▸ OBJETIVO A
Traduce al inglés esta oración del texto fuente: «También es normal preguntarse cuánto sabía el fiscal Nisman de todo lo que ahora surge en retazos.»

▸ TEXTO FUENTE
Una investigación de este diario, firmada por el periodista Daniel Santoro, develó la existencia de al menos dos cuentas en el extranjero a nombre de Máximo Kirchner, hijo de la Presidente, y de Nilda Garré, ex titular de Defensa y hoy embajadora ante la OEA, que permiten sospechar una triangulación de negocios ocultos entre los tres países. Los involucrados negaron de modo rotundo, y con algo más que énfasis, las afirmaciones de la investigación y, fiel al modelo kirchnerista, Santoro pasó de ser un periodista prestigioso, elogiado por la Presidente cuando era senadora, a un facineroso con propósitos inconfesables al servicio, por supuesto, de una superpotencia extranjera. Lo normal.
También es normal preguntarse cuánto sabía el fiscal Nisman de todo lo que ahora surge en retazos. Nisman apareció con un balazo en la cabeza cuatro días después de denunciar a la Presidente y horas antes de ratificarse ante el Congreso. Que el fiscal tenía más pruebas, es indudable. Las diputadas Laura Alonso y Patricia Bullrich, que fueron de las últimas personas en hablar con él, lo han dicho ya incluso ante la Justicia. Alonso reveló que el fiscal le dijo que a la reunión en el Congreso iría, “Con todo” contra la Presidente, que había sido quien “ordenó todo” en relación con el Memorándum de Entendimiento con Irán. Bullrich afirmó que Nisman admitió que “un agente secreto pasó información sobre él y su familia a uno de los imputados en la causa AMIA”, y que iba a dar los nombres durante aquel encuentro en Diputados al que nunca llegó.

▸ REGISTROS EXTRAÍDOS
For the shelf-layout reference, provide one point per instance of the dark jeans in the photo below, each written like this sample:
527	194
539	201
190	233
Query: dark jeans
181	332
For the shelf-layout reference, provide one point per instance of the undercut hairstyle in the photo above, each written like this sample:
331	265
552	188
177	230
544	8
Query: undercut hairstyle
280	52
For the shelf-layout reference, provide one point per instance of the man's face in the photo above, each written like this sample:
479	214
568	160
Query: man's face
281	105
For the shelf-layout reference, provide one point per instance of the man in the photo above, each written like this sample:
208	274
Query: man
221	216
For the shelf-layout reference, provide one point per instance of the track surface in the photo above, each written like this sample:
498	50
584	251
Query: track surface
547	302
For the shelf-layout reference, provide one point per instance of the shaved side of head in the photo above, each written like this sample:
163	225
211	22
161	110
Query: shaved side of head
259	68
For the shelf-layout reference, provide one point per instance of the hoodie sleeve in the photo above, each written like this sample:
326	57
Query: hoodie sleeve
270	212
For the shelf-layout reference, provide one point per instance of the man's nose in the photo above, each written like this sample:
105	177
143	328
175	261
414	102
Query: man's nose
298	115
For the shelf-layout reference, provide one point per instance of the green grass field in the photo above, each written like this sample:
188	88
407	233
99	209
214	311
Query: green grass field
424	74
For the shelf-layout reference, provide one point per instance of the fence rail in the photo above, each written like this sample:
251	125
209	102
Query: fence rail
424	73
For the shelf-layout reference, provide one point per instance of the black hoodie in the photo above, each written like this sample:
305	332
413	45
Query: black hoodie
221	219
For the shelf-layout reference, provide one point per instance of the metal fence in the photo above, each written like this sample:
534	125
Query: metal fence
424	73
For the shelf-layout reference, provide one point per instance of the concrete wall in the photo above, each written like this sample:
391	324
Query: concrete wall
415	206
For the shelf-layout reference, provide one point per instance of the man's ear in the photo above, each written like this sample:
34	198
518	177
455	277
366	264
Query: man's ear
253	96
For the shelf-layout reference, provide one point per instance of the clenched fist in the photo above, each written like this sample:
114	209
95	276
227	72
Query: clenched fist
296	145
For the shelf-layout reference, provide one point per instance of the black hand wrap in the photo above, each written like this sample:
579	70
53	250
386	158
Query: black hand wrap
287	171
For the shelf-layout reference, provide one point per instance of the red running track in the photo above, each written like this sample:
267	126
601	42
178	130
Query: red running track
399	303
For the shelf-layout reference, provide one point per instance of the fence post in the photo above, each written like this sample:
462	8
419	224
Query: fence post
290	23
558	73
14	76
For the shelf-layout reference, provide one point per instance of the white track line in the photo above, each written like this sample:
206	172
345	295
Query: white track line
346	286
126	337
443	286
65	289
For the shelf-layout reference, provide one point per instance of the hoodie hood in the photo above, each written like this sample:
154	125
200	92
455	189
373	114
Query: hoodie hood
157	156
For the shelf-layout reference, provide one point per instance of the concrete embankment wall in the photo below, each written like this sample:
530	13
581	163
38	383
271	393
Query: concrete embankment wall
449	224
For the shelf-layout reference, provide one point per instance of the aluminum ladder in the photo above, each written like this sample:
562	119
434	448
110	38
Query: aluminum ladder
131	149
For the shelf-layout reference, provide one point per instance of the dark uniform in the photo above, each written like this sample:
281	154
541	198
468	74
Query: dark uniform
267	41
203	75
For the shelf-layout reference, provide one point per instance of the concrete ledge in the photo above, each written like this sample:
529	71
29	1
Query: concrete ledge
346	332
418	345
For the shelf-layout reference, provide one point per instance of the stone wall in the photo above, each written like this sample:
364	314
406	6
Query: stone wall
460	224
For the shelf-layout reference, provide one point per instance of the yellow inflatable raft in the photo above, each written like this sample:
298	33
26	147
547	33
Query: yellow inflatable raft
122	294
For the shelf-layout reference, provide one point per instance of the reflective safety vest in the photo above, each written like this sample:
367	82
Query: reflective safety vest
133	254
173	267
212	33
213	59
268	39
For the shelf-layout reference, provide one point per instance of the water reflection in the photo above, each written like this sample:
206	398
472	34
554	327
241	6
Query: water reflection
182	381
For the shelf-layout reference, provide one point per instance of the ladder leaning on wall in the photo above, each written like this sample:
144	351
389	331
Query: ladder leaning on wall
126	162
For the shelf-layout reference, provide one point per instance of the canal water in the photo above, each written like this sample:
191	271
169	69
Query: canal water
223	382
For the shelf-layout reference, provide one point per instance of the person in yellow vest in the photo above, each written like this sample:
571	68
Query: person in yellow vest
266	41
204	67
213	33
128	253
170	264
==
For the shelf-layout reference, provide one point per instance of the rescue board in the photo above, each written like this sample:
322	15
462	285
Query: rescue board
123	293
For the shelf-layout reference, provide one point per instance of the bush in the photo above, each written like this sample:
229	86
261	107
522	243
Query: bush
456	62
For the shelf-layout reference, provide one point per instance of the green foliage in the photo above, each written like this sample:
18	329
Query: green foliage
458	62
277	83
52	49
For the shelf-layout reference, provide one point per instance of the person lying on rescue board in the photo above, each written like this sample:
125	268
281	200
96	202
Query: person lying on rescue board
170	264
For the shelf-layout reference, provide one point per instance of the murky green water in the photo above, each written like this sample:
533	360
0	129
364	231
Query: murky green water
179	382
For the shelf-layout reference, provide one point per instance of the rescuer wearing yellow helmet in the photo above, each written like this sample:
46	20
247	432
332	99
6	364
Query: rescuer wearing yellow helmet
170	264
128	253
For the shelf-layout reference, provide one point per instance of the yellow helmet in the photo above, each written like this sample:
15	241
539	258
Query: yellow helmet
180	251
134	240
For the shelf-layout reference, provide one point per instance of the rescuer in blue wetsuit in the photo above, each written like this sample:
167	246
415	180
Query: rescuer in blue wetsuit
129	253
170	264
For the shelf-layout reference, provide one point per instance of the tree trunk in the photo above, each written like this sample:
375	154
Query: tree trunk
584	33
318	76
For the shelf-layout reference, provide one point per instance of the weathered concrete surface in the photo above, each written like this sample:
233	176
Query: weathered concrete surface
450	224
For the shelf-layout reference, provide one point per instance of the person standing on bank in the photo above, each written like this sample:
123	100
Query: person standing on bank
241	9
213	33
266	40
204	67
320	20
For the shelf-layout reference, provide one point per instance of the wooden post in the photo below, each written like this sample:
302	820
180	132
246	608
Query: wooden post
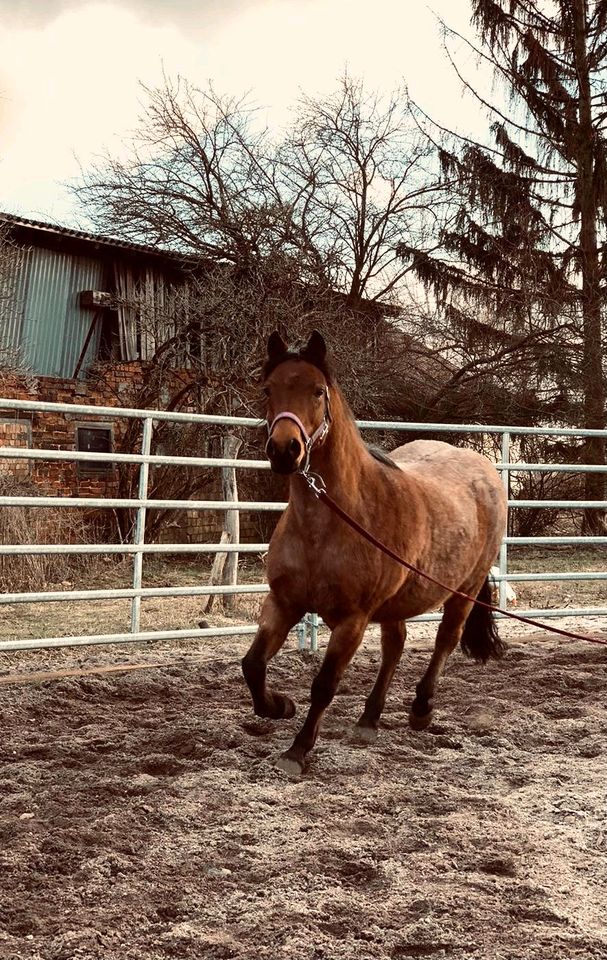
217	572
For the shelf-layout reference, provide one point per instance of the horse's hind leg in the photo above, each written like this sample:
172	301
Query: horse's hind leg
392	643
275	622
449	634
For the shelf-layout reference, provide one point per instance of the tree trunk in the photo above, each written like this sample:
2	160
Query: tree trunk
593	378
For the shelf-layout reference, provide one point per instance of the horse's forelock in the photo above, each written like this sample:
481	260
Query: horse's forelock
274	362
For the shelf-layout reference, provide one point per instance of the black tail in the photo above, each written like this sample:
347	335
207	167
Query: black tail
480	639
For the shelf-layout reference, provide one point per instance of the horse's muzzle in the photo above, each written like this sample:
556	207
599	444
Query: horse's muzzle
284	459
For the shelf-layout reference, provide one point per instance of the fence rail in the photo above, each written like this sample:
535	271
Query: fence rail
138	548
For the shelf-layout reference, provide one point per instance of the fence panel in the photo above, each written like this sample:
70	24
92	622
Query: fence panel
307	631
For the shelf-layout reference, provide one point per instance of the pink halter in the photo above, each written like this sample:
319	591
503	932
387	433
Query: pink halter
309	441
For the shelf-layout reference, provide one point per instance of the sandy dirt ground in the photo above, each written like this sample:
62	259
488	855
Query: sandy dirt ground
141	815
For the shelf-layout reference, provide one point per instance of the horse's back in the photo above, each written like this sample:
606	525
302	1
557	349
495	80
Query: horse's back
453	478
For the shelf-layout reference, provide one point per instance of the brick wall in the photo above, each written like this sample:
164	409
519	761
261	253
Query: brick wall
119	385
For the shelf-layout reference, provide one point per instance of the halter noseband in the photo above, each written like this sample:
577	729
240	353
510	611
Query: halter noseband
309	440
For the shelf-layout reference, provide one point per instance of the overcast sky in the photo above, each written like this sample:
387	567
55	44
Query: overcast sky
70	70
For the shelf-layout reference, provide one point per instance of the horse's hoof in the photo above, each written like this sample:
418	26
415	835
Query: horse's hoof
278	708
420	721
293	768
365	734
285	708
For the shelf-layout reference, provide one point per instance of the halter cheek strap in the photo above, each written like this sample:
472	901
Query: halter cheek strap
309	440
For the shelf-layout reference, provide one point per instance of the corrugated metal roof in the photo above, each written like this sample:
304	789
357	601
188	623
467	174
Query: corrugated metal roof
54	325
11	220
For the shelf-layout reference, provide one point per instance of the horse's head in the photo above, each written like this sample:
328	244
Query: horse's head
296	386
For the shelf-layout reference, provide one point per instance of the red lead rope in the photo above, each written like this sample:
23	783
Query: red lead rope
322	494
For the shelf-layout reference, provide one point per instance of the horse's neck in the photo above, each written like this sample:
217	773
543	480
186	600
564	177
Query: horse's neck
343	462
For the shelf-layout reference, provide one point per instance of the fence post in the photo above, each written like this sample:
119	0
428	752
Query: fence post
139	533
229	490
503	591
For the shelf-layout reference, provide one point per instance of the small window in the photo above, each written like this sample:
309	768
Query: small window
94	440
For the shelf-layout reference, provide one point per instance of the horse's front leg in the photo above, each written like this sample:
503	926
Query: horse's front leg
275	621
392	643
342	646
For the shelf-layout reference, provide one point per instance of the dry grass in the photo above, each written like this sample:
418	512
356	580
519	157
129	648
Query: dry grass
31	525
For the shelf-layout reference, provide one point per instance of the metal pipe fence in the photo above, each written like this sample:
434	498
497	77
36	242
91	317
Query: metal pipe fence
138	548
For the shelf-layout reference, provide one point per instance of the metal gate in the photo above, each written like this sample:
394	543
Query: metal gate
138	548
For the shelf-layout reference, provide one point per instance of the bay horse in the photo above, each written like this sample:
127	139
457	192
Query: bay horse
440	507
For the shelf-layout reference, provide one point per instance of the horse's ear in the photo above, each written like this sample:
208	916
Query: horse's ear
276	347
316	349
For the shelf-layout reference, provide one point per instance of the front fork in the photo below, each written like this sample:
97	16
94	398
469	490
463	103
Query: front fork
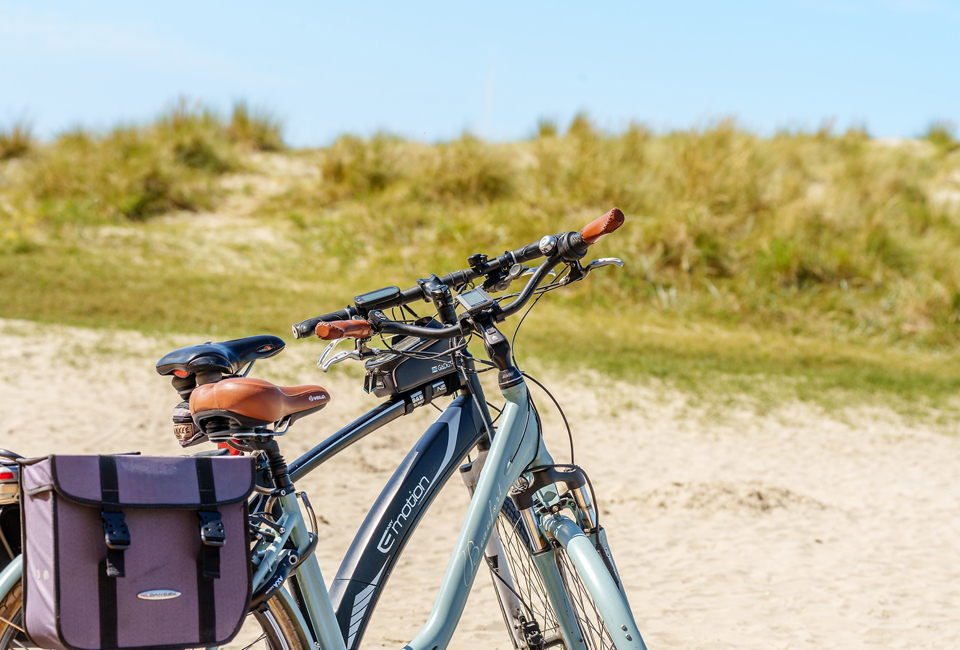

▸ OBJETIVO B
Identifica en los registros cada línea que contenga la palabra «ladder» y cópiala.

▸ SOLUCIÓN DESARROLLADA A
It is also normal to wonder how much prosecutor Nisman knew about everything that is now emerging in bits and pieces.

▸ SOLUCIÓN DESARROLLADA B
For the shelf-layout reference, provide one point per instance of the aluminum ladder in the photo above, each written like this sample:
Query: aluminum ladder
For the shelf-layout reference, provide one point per instance of the ladder leaning on wall in the photo above, each written like this sample:
Query: ladder leaning on wall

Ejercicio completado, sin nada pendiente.